STORED ROWS:

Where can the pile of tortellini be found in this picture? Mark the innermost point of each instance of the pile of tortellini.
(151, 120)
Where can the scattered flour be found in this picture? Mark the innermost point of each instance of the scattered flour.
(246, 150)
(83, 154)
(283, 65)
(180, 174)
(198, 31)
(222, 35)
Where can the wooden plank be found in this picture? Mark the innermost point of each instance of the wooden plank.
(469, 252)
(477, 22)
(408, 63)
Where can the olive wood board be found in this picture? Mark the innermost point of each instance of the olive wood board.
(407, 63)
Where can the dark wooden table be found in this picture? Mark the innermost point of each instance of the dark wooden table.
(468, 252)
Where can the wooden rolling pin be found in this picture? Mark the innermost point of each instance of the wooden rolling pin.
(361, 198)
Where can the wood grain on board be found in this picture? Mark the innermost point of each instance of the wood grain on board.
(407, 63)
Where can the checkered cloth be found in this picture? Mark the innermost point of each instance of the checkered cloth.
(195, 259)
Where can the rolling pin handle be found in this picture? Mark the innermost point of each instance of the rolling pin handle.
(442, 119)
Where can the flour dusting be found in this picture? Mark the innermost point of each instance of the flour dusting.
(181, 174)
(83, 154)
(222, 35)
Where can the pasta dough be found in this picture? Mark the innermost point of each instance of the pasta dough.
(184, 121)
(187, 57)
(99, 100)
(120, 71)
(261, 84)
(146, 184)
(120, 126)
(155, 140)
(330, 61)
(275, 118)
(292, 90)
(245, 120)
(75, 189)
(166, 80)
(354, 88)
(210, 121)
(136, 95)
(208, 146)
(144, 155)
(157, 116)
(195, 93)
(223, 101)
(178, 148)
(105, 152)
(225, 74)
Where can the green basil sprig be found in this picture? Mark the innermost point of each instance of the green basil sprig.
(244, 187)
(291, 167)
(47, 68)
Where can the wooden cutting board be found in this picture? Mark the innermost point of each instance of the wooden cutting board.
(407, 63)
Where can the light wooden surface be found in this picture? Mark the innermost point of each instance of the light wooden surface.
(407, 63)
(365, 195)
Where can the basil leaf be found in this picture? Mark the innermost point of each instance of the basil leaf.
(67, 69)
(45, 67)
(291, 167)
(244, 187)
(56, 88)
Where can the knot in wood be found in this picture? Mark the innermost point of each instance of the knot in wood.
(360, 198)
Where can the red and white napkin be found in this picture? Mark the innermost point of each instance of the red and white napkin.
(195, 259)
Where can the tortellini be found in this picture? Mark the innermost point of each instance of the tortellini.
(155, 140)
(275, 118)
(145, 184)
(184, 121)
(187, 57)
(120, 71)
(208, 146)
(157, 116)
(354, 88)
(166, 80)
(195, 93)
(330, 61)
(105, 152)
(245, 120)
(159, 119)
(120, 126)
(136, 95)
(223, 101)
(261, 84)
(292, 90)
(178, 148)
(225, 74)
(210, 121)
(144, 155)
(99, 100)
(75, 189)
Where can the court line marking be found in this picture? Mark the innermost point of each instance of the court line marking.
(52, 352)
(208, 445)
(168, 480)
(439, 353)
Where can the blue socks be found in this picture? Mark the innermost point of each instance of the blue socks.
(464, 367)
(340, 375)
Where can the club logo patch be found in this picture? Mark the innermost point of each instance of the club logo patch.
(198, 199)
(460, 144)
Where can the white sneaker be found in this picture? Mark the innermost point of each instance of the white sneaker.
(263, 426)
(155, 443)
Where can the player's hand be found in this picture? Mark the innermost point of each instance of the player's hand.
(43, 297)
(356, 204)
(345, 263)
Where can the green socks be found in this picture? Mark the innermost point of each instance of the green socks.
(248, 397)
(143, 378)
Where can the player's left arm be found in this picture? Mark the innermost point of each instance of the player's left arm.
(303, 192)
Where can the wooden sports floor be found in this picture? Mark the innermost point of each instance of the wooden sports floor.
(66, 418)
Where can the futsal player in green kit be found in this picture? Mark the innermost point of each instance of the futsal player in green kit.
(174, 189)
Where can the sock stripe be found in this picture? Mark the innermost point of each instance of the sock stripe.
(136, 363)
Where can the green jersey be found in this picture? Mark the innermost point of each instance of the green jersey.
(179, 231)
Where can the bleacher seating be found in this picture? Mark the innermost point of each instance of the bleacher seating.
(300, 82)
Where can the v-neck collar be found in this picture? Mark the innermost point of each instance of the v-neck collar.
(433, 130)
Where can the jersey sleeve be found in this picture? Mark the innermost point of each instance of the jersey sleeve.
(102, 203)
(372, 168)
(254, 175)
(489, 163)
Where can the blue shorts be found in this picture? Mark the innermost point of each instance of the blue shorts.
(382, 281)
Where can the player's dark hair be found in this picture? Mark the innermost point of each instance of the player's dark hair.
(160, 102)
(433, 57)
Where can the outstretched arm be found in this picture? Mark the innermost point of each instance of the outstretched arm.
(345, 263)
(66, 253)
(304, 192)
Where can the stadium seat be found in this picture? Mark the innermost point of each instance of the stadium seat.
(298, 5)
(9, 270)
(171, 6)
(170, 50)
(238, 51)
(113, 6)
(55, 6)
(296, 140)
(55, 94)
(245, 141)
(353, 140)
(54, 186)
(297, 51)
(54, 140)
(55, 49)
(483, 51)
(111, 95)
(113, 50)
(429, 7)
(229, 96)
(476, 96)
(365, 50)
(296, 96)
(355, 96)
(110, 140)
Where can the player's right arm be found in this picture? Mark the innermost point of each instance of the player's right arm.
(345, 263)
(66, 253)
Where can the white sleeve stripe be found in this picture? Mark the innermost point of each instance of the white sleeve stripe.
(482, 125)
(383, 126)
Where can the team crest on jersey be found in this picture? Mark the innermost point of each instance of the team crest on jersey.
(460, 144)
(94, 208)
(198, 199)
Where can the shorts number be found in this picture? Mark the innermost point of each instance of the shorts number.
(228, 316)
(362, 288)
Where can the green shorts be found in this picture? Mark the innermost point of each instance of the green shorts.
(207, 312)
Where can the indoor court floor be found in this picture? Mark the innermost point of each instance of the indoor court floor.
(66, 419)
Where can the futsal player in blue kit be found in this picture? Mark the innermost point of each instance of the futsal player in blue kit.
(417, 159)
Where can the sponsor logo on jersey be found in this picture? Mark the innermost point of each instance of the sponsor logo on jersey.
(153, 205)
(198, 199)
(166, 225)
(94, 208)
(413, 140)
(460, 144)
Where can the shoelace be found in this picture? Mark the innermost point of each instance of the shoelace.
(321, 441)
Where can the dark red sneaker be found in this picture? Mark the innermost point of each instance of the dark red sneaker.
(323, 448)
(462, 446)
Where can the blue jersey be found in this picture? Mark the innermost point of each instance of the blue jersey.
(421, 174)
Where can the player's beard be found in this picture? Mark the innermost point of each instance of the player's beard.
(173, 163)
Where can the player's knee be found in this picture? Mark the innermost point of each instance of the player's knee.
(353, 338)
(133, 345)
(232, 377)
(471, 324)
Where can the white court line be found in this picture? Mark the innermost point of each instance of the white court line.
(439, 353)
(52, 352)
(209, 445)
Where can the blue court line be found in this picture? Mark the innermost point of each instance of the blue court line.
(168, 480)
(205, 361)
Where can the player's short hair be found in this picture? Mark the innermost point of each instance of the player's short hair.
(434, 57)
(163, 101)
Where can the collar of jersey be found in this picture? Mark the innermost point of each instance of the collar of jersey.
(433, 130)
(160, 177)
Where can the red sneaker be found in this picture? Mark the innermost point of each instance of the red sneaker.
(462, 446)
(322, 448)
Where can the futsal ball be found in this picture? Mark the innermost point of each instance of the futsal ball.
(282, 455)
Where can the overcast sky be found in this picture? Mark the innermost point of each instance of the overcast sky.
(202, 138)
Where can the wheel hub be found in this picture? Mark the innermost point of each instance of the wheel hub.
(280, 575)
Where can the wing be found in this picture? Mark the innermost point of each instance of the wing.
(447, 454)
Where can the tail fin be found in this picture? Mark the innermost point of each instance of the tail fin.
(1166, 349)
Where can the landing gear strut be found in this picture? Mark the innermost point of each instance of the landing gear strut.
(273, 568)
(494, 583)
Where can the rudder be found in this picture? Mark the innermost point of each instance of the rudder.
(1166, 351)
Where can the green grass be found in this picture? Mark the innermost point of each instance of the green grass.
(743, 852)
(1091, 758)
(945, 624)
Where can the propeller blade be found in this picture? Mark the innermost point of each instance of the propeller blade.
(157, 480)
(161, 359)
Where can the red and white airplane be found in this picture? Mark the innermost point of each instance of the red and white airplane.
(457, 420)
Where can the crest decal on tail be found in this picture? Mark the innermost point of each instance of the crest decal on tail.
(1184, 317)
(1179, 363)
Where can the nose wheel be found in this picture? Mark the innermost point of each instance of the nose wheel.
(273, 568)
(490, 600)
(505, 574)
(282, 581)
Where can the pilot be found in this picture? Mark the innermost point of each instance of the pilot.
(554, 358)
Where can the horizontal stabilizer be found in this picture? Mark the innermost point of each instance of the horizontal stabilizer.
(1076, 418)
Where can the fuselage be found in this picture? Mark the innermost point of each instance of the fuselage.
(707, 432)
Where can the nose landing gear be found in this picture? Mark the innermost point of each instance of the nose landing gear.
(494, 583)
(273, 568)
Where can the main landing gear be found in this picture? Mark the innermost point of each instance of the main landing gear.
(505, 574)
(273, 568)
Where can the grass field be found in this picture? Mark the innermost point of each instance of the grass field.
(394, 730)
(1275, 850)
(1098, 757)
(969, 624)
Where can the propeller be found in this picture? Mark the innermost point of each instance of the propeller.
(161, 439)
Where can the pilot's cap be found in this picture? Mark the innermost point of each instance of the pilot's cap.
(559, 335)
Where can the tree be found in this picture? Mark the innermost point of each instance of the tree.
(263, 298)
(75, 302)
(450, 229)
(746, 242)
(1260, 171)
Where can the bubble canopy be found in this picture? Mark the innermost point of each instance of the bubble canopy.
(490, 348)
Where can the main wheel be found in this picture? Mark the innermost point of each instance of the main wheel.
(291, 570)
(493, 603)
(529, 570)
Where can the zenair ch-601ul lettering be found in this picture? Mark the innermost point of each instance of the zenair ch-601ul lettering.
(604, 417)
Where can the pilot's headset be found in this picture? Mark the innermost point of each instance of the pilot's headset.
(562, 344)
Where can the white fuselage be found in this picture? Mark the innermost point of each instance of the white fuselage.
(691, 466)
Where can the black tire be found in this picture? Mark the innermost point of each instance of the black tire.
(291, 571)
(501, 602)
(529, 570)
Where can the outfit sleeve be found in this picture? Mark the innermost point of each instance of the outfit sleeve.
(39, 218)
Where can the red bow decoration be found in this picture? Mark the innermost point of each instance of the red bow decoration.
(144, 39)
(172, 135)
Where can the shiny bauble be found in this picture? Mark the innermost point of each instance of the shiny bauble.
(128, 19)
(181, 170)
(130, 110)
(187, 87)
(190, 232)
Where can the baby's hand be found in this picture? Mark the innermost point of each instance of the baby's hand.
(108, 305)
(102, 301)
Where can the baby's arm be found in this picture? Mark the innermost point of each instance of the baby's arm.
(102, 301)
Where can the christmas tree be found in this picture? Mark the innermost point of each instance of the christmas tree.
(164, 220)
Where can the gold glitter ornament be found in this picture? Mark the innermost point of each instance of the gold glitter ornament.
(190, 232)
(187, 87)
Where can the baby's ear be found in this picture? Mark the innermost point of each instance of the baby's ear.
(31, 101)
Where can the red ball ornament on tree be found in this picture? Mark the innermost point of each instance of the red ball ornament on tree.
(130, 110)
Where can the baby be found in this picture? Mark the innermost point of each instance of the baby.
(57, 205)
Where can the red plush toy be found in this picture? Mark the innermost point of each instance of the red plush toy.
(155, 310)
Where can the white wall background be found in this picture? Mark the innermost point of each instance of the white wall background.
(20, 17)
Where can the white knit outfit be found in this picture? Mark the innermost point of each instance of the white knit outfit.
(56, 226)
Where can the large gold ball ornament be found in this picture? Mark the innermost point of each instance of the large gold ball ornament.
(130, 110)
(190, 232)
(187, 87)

EXERCISE DESCRIPTION:
Please turn the records above, starting with the line that contains "Where can the landing" and going on through the line that contains "(1166, 351)", into a two-column CSV with the headers text and answer, one row for each record. Put its text and its answer each in a single quoted field, with line breaks changed to spaces.

REPLY:
text,answer
"Where can the landing gear strut be found in this picture? Mark the innermost point of each instance of the landing gear strut.","(273, 568) (494, 583)"
"Where can the rudder be found in this picture? Mark the innermost point of each instance of the rudder.","(1166, 351)"